Given task
Copy out the records from the line containing "Annotate any visible red" through the line containing "[[530, 389, 589, 450], [43, 334, 73, 358]]", inclusive. Leave the requests unchanged, but multiply every box coordinate in the answers by 0.35 and round each result to a whole number, rounding halves up.

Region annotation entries
* Start *
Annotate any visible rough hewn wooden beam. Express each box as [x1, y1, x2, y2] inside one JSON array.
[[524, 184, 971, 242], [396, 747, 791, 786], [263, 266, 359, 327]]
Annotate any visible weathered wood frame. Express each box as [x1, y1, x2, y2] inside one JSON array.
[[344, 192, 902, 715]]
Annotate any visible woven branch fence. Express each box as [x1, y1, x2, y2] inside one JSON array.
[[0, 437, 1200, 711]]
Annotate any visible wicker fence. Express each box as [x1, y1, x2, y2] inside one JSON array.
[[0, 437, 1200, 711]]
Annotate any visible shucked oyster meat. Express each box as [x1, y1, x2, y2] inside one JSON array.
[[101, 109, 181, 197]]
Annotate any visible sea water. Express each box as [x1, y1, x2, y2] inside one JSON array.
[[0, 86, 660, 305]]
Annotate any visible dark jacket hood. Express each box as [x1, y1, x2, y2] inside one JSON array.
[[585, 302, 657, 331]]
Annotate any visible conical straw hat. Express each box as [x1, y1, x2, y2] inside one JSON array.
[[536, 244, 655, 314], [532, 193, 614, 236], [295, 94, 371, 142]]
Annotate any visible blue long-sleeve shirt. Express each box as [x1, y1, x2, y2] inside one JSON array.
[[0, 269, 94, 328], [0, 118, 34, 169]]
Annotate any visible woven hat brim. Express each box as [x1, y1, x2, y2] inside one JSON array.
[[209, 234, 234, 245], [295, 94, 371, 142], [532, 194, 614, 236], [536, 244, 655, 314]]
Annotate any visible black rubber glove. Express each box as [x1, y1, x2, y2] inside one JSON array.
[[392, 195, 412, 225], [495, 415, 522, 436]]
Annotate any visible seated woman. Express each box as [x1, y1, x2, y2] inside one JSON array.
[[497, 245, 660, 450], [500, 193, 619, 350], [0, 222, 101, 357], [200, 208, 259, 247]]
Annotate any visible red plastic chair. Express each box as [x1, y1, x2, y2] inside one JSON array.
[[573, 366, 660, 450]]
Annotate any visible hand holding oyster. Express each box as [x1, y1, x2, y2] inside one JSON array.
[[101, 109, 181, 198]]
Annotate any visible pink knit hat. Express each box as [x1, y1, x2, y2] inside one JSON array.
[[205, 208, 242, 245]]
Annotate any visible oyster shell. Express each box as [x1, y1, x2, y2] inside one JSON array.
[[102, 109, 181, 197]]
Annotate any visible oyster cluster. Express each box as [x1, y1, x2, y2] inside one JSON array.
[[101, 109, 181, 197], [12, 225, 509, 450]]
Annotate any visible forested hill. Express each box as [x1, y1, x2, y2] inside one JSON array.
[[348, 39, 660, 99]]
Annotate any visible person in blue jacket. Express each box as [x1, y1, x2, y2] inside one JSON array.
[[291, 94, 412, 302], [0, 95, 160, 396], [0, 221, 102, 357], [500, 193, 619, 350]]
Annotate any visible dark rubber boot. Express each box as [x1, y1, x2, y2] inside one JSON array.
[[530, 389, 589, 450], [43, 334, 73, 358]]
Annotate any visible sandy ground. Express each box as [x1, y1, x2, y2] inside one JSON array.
* End *
Written response
Annotate any visible red plastic chair. Express each box as [x1, y1, x2, y2] inside one JSON array.
[[201, 128, 231, 158]]
Annotate any visible hand holding oyster. Express each box as [x1, y1, x2, y2] inside one JSON array.
[[35, 38, 63, 69]]
Annotate any visible pink knit hat. Express each box as [x1, y1, x2, y2] inside one JSON array.
[[72, 73, 85, 86]]
Annotate any visible oyster shell. Express each box as [x1, y1, x2, y2] inside one JSON array.
[[36, 38, 63, 69]]
Annotate any visible oyster cluster. Express each box as [x1, y1, x2, y2] inside one JSON array.
[[35, 38, 63, 69], [4, 79, 178, 158]]
Annotate any visible forested hill. Express each box as [x1, y1, x2, y2] inside one JSON array.
[[122, 14, 231, 35]]
Annotate any visible person in blue jacket. Express each box as [x1, y1, x2, y2] inside one JSON array.
[[102, 33, 144, 106], [0, 33, 56, 139], [0, 77, 36, 125], [175, 68, 217, 123]]
Annotate any visible dark rubber boot. Express each box as [x1, y1, x2, y2] inside one JSON array.
[[186, 136, 206, 158], [15, 117, 26, 125]]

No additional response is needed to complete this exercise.